*SOURCE TEXT*:
>> start
Showing posts with label SPLC. Show all posts
Showing posts with label SPLC. Show all posts

Thursday, August 31, 2017

SPLC Sequesters Donated Funds in Offshore Banks

Southern Poverty Law Center Transfers Millions in Cash to Offshore Entities
Left-wing nonprofit pays lucrative six-figure salaries to top management

BY: Joe Schoffstall

The Southern Poverty Law Center (SPLC), a liberal, Alabama-based 501(c)(3) tax-exempt charitable organization that has gained prominence on the left for its "hate group" designations, pushes millions of dollars to offshore entities as part of its business dealings, records show.

Additionally, the nonprofit pays lucrative six-figure salaries to its top directors and key employees while spending little on legal services despite its stated intent of "fighting hate and bigotry" using litigation, education, and other forms of advocacy.

The Southern Poverty Law Center is perhaps best known for its "hate map," a collection of organizations the nonprofit deems "domestic hate groups" that lists mainstream conservative organizations alongside racist groups such as the Ku Klux Klan and is often referenced in the media. A gunman opened fire at the Washington, D.C., offices of the conservative Family Research Council in 2012 after seeing it listed as an "anti-gay" group on SPLC's website.

The SPLC has turned into a fundraising powerhouse, recording more than $50 million in contributions and $328 million in net assets on its 2015 Form 990, the most recently available tax form from the nonprofit. SPLC's Form 990-T, its business income tax return, from the same year shows that they have "financial interests" in the Cayman Islands, British Virgin Islands, and Bermuda. No information is available beyond the acknowledgment of the interests at the bottom of the form.

However, the Washington Free Beacon discovered forms from 2014 that shed light on some of the Southern Poverty Law Center's transfers to foreign entities.

The SPLC's Form 8865, a Return of U.S. Persons With Respect to Certain Foreign Partnerships, from 2014 shows that the nonprofit transferred hundreds of thousands to an account located in the Cayman Islands.

SPLC lists Tiger Global Management LLC, a New York-based private equity financial firm, as an agent on its form. The form shows a foreign partnership between the SPLC and Tiger Global Private Investment Partners IX, L.P., a pooled investment fund in the Cayman Islands. SPLC transferred $960,000 in cash on Nov. 24, 2014 to Tiger Global Private Investment Partners IX, L.P, its records show.

The SPLC's Form 926, a Return by a U.S. Transferor of Property to a Foreign Corporation, from 2014 shows additional cash transactions that the nonprofit had sent to offshore funds.

The SPLC reported a $102,007 cash transfer on Dec. 24, 2014 to BPV-III Cayman X Limited, a foreign entity located in the Cayman Islands. The group then sent $157,574 in cash to BPV-III Cayman XI Limited on Dec. 31, 2014, an entity that lists the same PO Box address in Grand Cayman as the previous transfer.

The nonprofit pushed millions more into offshore funds at the beginning of 2015.
>> end
*RECORD SET*:
>> start
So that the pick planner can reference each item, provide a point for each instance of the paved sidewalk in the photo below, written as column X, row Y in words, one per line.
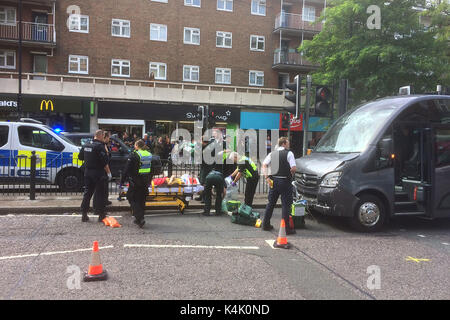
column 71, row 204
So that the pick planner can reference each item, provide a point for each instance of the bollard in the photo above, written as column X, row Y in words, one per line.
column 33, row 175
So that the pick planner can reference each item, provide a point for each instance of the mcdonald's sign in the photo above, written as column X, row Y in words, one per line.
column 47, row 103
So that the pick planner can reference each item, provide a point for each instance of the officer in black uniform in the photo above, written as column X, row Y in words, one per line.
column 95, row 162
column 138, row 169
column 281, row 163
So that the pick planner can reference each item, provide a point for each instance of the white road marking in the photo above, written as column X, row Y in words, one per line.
>> end
>> start
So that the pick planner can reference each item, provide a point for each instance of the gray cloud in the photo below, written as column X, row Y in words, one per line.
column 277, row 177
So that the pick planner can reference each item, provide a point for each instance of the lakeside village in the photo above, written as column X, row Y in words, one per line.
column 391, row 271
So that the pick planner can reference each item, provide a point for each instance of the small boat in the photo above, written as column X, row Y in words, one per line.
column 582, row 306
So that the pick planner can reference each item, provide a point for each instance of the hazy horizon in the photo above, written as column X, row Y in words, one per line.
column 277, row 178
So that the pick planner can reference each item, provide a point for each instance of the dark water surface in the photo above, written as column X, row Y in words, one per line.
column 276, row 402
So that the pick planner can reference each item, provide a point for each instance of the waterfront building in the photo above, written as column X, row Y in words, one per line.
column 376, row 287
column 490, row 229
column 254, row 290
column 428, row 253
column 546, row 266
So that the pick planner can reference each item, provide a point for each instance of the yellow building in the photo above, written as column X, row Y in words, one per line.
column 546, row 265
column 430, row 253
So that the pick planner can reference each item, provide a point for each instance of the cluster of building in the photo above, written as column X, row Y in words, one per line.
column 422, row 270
>> end
>> start
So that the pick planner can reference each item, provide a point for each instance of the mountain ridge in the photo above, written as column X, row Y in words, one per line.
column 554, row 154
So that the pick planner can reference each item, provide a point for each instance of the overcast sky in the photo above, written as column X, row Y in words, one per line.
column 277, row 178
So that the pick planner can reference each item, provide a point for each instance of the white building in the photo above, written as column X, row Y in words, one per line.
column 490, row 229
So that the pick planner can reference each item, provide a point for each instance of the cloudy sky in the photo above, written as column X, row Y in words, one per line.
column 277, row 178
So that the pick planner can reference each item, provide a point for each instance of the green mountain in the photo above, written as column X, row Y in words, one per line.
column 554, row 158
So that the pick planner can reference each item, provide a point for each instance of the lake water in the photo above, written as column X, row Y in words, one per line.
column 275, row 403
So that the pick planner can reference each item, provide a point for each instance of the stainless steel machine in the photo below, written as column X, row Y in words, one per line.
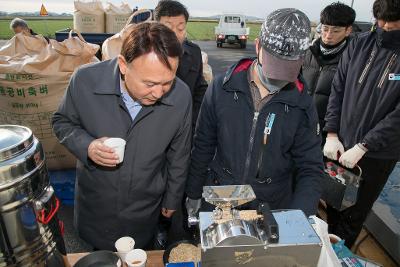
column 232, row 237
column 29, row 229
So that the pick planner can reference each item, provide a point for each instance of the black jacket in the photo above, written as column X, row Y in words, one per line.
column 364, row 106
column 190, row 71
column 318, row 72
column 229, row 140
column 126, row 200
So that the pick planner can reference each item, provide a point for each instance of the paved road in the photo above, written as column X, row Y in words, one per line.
>> end
*WRITTEN TASK*:
Answer these questions using the article about the Southern Poverty Law Center's offshore transfers.
1. What amounts of contributions and net assets did the 2015 Form 990 record?
2. How much cash did the SPLC transfer to Tiger Global Private Investment Partners IX, L.P., and on what date?
3. What sum did the group send to BPV-III Cayman XI Limited, and when?

*RESPONSE TO THIS TASK*:
1. More than $50 million in contributions and $328 million in net assets.
2. $960,000 in cash, on Nov. 24, 2014.
3. $157,574 in cash, on Dec. 31, 2014.